# Safe Goat Treats?



## Beckngoats (May 16, 2015)

What are some safe treats for goats? Things like veggies,fruit,etc.


----------



## WitchHazel (May 5, 2015)

BBQ corn nuts. We have one doe who would kill for corn nuts! And maple leaves are the universal favorite around here.


----------



## Trickyroo (Sep 26, 2012)

Baby carrots ! Some of mine will scale the fence for them , lol.
Others , not so much , those live for cookies of ANY kind 
A certain doe of mine loves a nice bialy , lol. She took it right out of my hand one day ! But i don't recommend them as a treat , lol.
Raisins are a favorite here too. Apple slices and of course banana !
If i buy the organic bananas , some love to eat the peel too !
Pumpkin cookies , or just plain pumpkin goes over big with a few of them. Oh , and animal crackers , don't forget those ! 
I also found out they love bread sticks and bagel crisps 
Everything in moderation IMO is OK


----------



## lottsagoats1 (Apr 12, 2014)

I feed mine horse treats, they love the Dumor Carrot and Apple or the molasses. They also love the apple dapples.

I make my own treats for the horses and goats when I have the time. I include ground carrots and applesauce.

Bread, donuts, animal crackers, graham crackers and they especially LOVE Ginger snaps. I especially use them when the girls are pregnant to help ease any upset stomachs.

My goats will not eat vegetables and only apples (but they need to be in the mood I guess because it's not all the time.)


----------



## Beckngoats (May 16, 2015)

Thanks for the ideas!


----------



## nancy d (Oct 5, 2007)

Laura, what's a bialy?

Mine love banana slices with the peel. Unsalted peanuts in the shell. One little guy goes for the gloves in my back pocket. So far I still have them.
Corn husks during corn season is another favorite. All in moderation.


----------



## Trickyroo (Sep 26, 2012)

Pointing records
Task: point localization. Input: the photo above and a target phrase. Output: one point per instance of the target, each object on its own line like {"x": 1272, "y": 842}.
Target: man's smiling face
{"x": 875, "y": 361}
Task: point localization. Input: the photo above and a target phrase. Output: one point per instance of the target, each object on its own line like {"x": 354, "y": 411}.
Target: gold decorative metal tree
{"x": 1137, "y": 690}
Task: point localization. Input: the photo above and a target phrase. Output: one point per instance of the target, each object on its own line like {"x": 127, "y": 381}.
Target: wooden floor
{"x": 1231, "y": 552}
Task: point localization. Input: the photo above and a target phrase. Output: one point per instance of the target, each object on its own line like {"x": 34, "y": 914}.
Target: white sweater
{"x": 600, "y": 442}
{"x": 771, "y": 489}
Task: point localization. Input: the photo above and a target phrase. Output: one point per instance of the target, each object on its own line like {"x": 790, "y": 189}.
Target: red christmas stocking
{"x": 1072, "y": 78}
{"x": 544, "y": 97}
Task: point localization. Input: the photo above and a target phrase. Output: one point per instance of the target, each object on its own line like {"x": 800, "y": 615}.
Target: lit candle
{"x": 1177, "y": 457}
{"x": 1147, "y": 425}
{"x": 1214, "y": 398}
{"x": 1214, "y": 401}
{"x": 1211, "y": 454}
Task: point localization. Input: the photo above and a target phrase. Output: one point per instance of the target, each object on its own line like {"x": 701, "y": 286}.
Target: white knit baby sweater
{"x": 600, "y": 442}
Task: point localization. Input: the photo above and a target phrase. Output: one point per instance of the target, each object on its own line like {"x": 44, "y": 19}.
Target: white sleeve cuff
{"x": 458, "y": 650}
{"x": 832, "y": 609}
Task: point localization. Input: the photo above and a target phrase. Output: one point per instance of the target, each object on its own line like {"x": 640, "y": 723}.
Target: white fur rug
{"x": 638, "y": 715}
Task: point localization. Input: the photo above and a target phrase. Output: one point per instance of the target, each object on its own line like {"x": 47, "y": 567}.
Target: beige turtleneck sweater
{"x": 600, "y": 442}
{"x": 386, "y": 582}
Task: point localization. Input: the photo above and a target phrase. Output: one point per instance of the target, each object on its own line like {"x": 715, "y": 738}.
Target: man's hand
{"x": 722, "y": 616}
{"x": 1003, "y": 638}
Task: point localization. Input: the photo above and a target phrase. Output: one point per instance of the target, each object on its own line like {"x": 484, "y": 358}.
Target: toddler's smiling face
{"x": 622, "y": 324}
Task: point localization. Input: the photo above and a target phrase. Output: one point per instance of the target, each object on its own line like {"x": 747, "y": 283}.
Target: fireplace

• GIVEN INSTRUCTION 1: In the goat treat thread, reproduce the part that opens with the words containing "Baby carrots !" and closes with "the peel too !", switching "Raisins" to "Blueberries".
• GIVEN INSTRUCTION 2: In the goat treat thread, why does one poster give ginger snaps to pregnant goats?
• GIVEN INSTRUCTION 3: Write the next part of the goat treat thread, starting after its final line.

• ANSWER 1:
Baby carrots ! Some of mine will scale the fence for them , lol.
Others , not so much , those live for cookies of ANY kind 
A certain doe of mine loves a nice bialy , lol. She took it right out of my hand one day ! But i don't recommend them as a treat , lol.
Blueberries are a favorite here too. Apple slices and of course banana !
If i buy the organic bananas , some love to eat the peel too !

• ANSWER 2: To help ease any upset stomachs.

• ANSWER 3:
Nancy , a bialy , not even sure if i spelt it right , its sorta a bagel hopped up on steroids , lol.. REALLY GOOD !
With a shmear of cream cheese


----------



## DDFN (Jul 31, 2011)

Mine are addicted to raisins and bananas! They will eat the bananas in any shape or form, whole, peels or main part. Mine also like watermelon and cantaloupes. I have one that will knock you down if she thinks you have BOSS, but anytime there are raisins in hand I have to be sure to have my feet firmly planted. Oh and carrots or carrot peelings


----------



## Chopsgoats (Aug 20, 2013)

Peanuts unsalted in the shell, mine will terrorize and literally beg until you give them one!!!


----------



## Trickyroo (Sep 26, 2012)

I never tried peanuts , now i gotta go get some , lol.


----------



## Esther88 (Nov 11, 2012)

Mine all go crazy for stale bread or crackers. They also love all different kinds of cereal. Cheerios, raisin bran etc. Fruits and veggies not so much lol.


----------



## wndngrvr (Dec 10, 2011)

I have a couple of girls who also love peanut butter, really handly -if I have to give her anything. Like COWP or probiotics. They also love raisons, apple slices, dried apple, grapes, animal crackers. Lots more.
Spoiled babies they are. My two girls can lick a spoon with peanut butter clean with one lick.


----------



## AncientBlue (Dec 21, 2014)

Saltine crackers seem to go over quite well. Rosey will hunt them down.


----------



## groovyoldlady (Jul 21, 2011)

Unsalted peanuts in the shell, raisins, and store brand Cheerios are favorites here.


----------



## WitchHazel (May 5, 2015)

Blackberries, whether ripe or not.


----------



## Mars13 (Apr 10, 2014)

Great question! Our babies get all sorts of treats. We have a garden so many times, I'll pick and give the goats so of the bounty such as cucumbers (Never tomatoes though). They also love apples, bananas, grapes, lettuce, Cheerios (even Fruit Loops occasionally), bread, animal crackers. In face, I throw very little food into our compost bin anymore since I save it for our goats. Oh and raw potatoes. I will purchase huge bags of potatoes and apples when they are on sale. That is their usual Christmas gift. We even leave their bags under the tree on Christmas morning. I've gone coo-coo craaaaaazy over our little Nigerians. LOVE THEM SO MUCH!


----------



## LuckyDuckFarm (May 26, 2015)

Our LaManchas are obsessed with Triskets. I only feed it in moderation though, because I don't know how healthy they are for goats :-D


----------



## F-A-R-MdotUS (May 18, 2015)

Ours like everything pretty much, but the universal favorite is white or green ash leaves, mulberry leaves and fresh slices of peach.

We have never done this but we have a friend that gives their pygmies hard boiled eggs and they love them! Anybody else try that?


----------



## Lstein (Oct 2, 2014)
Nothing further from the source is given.